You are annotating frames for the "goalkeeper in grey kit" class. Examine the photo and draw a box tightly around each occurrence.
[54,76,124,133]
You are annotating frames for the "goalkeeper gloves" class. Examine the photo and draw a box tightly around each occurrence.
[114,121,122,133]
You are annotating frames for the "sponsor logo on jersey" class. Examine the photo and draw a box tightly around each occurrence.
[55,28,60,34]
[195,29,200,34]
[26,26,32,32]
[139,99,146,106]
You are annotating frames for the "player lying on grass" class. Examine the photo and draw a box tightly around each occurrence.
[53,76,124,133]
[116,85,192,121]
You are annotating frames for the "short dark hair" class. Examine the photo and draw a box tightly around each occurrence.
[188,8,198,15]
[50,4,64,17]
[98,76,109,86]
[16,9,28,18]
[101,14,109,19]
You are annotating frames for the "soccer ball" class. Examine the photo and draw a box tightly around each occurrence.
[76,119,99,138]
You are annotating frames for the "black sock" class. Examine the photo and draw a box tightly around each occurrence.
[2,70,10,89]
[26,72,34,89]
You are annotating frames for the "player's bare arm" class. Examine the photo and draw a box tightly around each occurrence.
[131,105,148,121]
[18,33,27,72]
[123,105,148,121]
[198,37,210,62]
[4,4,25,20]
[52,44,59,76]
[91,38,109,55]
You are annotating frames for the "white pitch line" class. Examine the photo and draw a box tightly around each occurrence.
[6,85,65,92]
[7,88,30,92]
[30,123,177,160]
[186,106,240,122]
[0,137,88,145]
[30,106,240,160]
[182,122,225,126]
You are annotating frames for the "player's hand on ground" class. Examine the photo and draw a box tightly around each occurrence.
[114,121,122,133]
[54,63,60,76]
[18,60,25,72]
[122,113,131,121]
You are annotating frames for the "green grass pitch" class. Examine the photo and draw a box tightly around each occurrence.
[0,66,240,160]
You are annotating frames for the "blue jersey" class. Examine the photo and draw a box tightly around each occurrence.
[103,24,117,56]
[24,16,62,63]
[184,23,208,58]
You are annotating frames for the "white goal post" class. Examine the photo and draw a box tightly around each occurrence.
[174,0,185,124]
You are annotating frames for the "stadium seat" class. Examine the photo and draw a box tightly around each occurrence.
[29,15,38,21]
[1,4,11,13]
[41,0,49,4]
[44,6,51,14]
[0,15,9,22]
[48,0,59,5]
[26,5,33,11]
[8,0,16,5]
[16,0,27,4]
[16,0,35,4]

Instructions to follow>
All of the material above needs to be output exactly, with no line left out.

Finished exercise>
You are annotating frames for the "goalkeeper in grey kit" class. Examine the photo and draw a box tightly around each occurrence.
[54,76,124,133]
You are annotating frames for the "goalkeeper gloves" class. Examine the photo and draw a box tightly around each occurrence.
[114,121,122,133]
You are annotating frames for the "sponsor logo on jersey" class. Examine the photo and draw a box tightly around each occurrence.
[55,28,60,34]
[195,29,200,34]
[26,26,32,32]
[139,99,146,106]
You are annotating frames for the "player lying on grass" class. Examine the photo and draw a box tightly around each occurrence.
[53,76,124,133]
[116,85,192,121]
You are annotating frames for the "short dark hair" class. Examine the photo and draw a box tightly around each occurrence.
[188,8,198,15]
[50,4,64,17]
[98,76,109,86]
[16,9,28,18]
[101,14,109,19]
You are annotating frames for the "soccer ball" class. Examine the photo and draw a box tightly around each occurrence.
[76,119,99,138]
You are annotating frames for the "black sock" class. Examine the photo and draw a box tightly around each occurrence.
[2,70,10,89]
[26,72,34,89]
You are annotating frames for the "player's bare arm" class. Examine the photo and draw a box tightly around each occurrence.
[131,105,148,121]
[18,33,27,72]
[123,105,148,121]
[198,37,210,62]
[4,4,25,20]
[52,44,59,76]
[91,38,109,55]
You are annotating frames for the "white pitch line" class. Examine the photo and draw a box tightly around each occurrence.
[6,85,65,92]
[7,88,30,92]
[30,123,177,160]
[186,106,240,122]
[0,137,88,145]
[30,106,240,160]
[182,122,225,126]
You are annotating frames for the "player's hand on ground" class. Examine the photo and draw a box tightly around each occurrence.
[114,121,122,133]
[54,63,60,76]
[18,60,25,72]
[122,113,131,121]
You are annotating frames for the "green grass pitch" class. Examine the photo and draw a box tightly around each occurrence.
[0,66,240,160]
You are annotating frames for the "blue jersey" class. Examine the photo and draw a box tightly around each occurrence.
[103,24,117,56]
[24,16,62,63]
[184,23,208,58]
You are annotating frames for the "white goal post" class. Examine the photo and draw a box tightly around each occurrence.
[174,0,185,124]
You are annotating frames for the "stadium seat" class. Examine the photo and draw a box tightly around each occurrence.
[29,15,38,21]
[1,4,11,13]
[41,0,49,4]
[44,6,51,14]
[0,15,9,22]
[48,0,59,5]
[26,5,33,11]
[8,0,16,5]
[16,0,27,4]
[16,0,35,4]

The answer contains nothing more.